## Directive
Return every one of the records below word for word, keeping each line unchanged and in its original order.

## Entries
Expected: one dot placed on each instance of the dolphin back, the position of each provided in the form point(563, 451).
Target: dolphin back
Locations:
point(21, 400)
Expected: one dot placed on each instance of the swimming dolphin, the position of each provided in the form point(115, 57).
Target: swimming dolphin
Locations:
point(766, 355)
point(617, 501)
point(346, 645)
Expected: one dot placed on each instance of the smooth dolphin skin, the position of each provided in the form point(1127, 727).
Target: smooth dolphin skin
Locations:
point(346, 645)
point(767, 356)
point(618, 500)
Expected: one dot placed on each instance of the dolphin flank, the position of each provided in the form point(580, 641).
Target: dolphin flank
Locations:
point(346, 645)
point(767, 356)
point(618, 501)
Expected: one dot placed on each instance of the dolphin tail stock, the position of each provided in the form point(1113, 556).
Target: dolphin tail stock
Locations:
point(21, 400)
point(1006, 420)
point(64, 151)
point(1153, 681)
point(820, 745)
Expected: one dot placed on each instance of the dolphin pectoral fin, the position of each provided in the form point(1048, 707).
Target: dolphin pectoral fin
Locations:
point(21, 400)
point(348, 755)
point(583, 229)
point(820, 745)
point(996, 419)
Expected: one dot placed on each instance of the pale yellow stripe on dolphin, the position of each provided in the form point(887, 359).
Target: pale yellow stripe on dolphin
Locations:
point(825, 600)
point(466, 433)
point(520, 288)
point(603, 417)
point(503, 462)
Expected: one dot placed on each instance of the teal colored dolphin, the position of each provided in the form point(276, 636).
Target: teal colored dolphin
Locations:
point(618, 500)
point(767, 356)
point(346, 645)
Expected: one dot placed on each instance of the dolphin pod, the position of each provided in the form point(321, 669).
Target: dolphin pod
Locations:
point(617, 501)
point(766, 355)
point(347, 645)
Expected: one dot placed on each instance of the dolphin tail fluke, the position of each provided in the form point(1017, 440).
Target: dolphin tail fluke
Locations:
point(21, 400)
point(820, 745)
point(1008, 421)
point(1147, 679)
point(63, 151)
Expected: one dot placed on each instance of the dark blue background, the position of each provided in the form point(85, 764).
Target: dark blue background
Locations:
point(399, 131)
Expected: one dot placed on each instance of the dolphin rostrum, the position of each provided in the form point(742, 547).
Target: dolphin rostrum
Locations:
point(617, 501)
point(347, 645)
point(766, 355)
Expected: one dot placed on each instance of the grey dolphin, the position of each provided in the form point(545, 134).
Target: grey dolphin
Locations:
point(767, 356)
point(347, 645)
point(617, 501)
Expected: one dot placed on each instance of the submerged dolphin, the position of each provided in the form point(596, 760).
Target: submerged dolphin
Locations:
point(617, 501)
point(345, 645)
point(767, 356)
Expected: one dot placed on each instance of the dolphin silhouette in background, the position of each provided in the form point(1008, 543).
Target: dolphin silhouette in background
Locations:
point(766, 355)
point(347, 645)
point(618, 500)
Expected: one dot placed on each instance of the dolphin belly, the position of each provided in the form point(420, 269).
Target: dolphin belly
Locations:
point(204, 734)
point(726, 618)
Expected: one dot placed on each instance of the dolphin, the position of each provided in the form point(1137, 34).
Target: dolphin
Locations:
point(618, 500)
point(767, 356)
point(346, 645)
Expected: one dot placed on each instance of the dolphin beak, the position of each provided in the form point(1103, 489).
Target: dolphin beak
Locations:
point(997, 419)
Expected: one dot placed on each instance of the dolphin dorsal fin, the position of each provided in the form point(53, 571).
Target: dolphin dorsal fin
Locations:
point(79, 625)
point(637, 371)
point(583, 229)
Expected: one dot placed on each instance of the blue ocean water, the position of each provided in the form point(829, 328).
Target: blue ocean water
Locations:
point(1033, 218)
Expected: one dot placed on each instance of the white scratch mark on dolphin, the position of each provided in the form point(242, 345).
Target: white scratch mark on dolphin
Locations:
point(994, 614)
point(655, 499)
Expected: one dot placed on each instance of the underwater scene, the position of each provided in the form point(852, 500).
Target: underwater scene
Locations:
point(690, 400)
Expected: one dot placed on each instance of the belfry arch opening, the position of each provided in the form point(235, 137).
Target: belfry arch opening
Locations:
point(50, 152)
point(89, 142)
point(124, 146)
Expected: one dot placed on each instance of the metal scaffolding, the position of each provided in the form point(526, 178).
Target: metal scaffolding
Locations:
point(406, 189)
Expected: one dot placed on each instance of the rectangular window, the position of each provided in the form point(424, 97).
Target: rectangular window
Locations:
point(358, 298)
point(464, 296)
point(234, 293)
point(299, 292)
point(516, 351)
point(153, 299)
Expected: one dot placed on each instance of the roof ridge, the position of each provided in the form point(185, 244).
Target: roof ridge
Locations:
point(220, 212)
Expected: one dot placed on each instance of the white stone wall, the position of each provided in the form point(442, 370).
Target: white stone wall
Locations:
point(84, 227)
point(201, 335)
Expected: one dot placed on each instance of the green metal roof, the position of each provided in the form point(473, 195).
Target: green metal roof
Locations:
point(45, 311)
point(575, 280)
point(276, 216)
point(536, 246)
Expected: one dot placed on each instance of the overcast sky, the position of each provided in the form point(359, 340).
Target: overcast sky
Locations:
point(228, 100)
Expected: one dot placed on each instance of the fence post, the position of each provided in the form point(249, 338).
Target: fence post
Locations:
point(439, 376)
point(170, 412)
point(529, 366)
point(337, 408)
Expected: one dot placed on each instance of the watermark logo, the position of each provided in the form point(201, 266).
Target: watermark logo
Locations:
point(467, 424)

## Task answer
Expected: one dot placed on each instance of the dolphin back, the position of each provided in the form point(563, 451).
Target: dolphin back
Locations:
point(21, 400)
Expected: one dot placed on each instance of the swimming dolphin, the position of each provided in the form point(115, 57).
Target: swimming dolphin
Locations:
point(766, 355)
point(617, 501)
point(346, 645)
Expected: one dot placed on each instance of the smooth dolphin skin, the position of each provided in the form point(1127, 727).
Target: smooth dolphin skin
Locations:
point(346, 645)
point(767, 356)
point(618, 500)
Expected: one dot placed on each instance of the dolphin flank, the position of each provided in the form point(580, 641).
Target: dolphin flank
Locations:
point(346, 645)
point(767, 356)
point(618, 501)
Expected: one dot placed on each instance of the dolphin tail stock, the position of each provided in the form point(1113, 556).
Target: dolphin tail stock
Locations:
point(21, 400)
point(1006, 420)
point(64, 151)
point(1153, 681)
point(820, 745)
Expected: one dot placed on each instance of the dolphin pectoral fin, the position of each provided in the form point(1048, 707).
Target: dolphin pectoral fin
Locations:
point(21, 400)
point(348, 755)
point(583, 229)
point(820, 745)
point(996, 419)
Expected: one dot placed on each instance of the pale yellow stripe on dolphin, the position of each provided in the form point(887, 359).
Target: pale yellow stripe on dolphin
Locations:
point(825, 600)
point(466, 433)
point(520, 288)
point(603, 417)
point(503, 462)
Expected: one dot placed on each instance of the teal colored dolphin, the position of each provided in the form point(276, 636).
Target: teal colored dolphin
Locations:
point(618, 500)
point(767, 356)
point(346, 645)
Expected: one dot placed on each instance of the dolphin pod, the position of each provided in the form point(321, 669).
Target: dolphin pod
Locations:
point(617, 501)
point(766, 355)
point(347, 645)
Expected: one dot placed on each instance of the dolphin tail fluke, the position of each provided in the form point(1017, 440).
Target: dolphin tail fluke
Locations:
point(21, 400)
point(820, 745)
point(1008, 421)
point(1147, 679)
point(63, 151)
Expected: one dot placed on each instance of the dark blue background, the position of each provided in the form point(85, 764).
Target: dark blue background
Locations:
point(399, 131)
Expected: one dot placed on each instance of the dolphin rostrum, the position of each provided in the form point(742, 547).
Target: dolphin rostrum
Locations:
point(617, 501)
point(347, 645)
point(766, 355)
Expected: one dot placed on each instance of the grey dolphin, the position of each provided in the form point(545, 134).
Target: grey dolphin
Locations:
point(767, 356)
point(347, 645)
point(617, 501)
Expected: one dot placed on each instance of the submerged dolphin, the position of each provided in the form point(596, 760).
Target: submerged dolphin
Locations:
point(617, 501)
point(345, 645)
point(767, 356)
Expected: one dot placed on each instance of the dolphin silhouette in background, the position of each provided in the form point(1008, 543).
Target: dolphin silhouette in background
Locations:
point(766, 355)
point(347, 645)
point(618, 500)
Expected: one dot placed on each instance of the dolphin belly, the position of each provided in the form point(420, 269).
Target: dolphin belly
Locations:
point(204, 734)
point(726, 618)
Expected: one dot placed on each instance of the dolphin, the position of each provided in the form point(1137, 34).
Target: dolphin
Locations:
point(618, 500)
point(767, 356)
point(346, 645)
Expected: one dot placed on each instance of the dolphin beak, the position of each provided in the form point(1103, 489).
Target: dolphin beak
Locations:
point(997, 419)
Expected: one dot placed on each instance of the dolphin dorsal fin, the position of each provided in the form point(53, 571).
Target: dolphin dorsal fin
Locations:
point(79, 625)
point(637, 371)
point(583, 229)
Expected: one dot placed on each instance of the blue ocean water, the position of each provided in the form point(829, 328).
Target: blue ocean water
Locations:
point(1033, 218)
Expected: one dot placed on each instance of the white scratch mark on dolphin, the position of each provided in the form point(242, 345).
Target: white scratch mark on dolphin
Locations:
point(994, 614)
point(655, 499)
Expected: one dot placed on each instance of the underwater scene, the position of each provided in the form point(852, 500).
Target: underwater scene
Locations:
point(690, 400)
Expected: one dot placed on each instance of the belfry arch opening, the position of each provided in the form point(235, 137).
Target: belfry arch opening
Locations:
point(50, 152)
point(89, 142)
point(124, 146)
Expected: one dot placed on each instance of the metal scaffolding, the position of each provided in the form point(526, 178).
Target: metal scaffolding
Locations:
point(406, 189)
Expected: one dot placed on each instance of the rectangular window, the position of each provided in the form point(424, 97).
Target: rectangular window
Locations:
point(358, 298)
point(464, 296)
point(234, 293)
point(299, 292)
point(516, 351)
point(153, 299)
Expected: one dot placed on each instance of the roof ridge, the position of each provided in the form point(185, 244).
Target: roof ridge
Locations:
point(220, 212)
Expected: one dot placed on each instance of the white stone wall, the position of each provided in the form point(442, 370).
Target: white stone wall
Locations:
point(84, 227)
point(201, 335)
Expected: one dot placed on each instance of the green metal roof, the position of each provided in the form point(473, 195).
Target: green metal roof
Locations:
point(45, 311)
point(575, 280)
point(276, 216)
point(536, 246)
Expected: one dot placed on each instance of the overcast sky, the position of each provided in the form point(359, 340).
Target: overcast sky
Locations:
point(228, 100)
Expected: one dot placed on each instance of the fence post, the position of each provided in the form point(249, 338).
Target: fence post
Locations:
point(439, 376)
point(170, 412)
point(529, 366)
point(337, 408)
Expected: one dot placed on each instance of the watermark logo, the position of each provided in the form point(201, 266).
Target: watermark logo
Locations:
point(467, 424)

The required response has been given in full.